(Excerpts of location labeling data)
--- --- ---
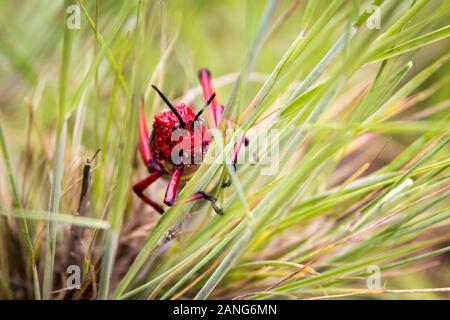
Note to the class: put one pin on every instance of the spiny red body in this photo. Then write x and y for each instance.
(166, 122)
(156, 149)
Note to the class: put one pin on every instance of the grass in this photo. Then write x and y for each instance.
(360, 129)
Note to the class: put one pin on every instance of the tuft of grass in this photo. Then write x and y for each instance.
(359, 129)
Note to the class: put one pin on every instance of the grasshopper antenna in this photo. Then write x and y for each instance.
--- --- ---
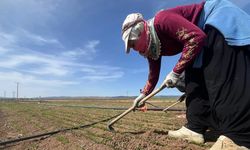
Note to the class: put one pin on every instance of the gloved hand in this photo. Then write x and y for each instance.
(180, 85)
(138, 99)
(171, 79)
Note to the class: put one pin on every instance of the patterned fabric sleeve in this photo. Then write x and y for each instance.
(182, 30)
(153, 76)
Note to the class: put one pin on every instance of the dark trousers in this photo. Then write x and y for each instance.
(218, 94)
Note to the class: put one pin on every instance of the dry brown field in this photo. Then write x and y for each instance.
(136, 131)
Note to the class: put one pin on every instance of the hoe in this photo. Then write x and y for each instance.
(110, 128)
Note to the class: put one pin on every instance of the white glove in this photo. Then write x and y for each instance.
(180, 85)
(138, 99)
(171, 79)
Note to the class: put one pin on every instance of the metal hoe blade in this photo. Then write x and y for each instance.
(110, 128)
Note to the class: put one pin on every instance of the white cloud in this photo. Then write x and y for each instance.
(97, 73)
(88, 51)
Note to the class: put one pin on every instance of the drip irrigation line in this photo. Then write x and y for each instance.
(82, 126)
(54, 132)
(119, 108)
--- --- ---
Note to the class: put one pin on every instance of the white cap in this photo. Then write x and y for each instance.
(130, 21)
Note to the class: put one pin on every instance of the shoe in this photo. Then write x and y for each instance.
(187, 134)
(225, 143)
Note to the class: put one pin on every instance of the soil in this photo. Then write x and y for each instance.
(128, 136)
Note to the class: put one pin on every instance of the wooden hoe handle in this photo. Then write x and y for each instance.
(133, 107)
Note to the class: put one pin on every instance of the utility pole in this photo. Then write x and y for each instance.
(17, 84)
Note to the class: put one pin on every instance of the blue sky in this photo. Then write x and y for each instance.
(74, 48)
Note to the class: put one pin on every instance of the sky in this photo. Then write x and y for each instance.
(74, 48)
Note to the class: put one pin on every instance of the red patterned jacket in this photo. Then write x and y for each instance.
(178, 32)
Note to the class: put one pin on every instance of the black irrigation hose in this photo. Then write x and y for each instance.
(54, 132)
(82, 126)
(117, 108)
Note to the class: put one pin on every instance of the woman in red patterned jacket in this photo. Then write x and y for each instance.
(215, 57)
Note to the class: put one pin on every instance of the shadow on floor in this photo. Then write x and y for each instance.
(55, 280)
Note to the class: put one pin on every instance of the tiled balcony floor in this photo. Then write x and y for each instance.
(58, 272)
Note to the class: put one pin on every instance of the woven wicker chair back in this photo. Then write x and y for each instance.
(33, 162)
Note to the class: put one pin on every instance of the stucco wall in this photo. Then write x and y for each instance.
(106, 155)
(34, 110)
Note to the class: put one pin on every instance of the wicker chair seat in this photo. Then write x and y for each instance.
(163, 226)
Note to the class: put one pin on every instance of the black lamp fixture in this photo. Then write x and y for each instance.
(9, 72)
--- --- ---
* _Requirements_
Please collect every line in the items above that contains the word "wicker".

* _Result below_
Note to the class: put one pin on every instance of the woven wicker chair back in this photo. Then write x and y for each instance.
Note to the class: put one pin on every instance of the wicker chair seat in this photo. Then write x and y for each instance.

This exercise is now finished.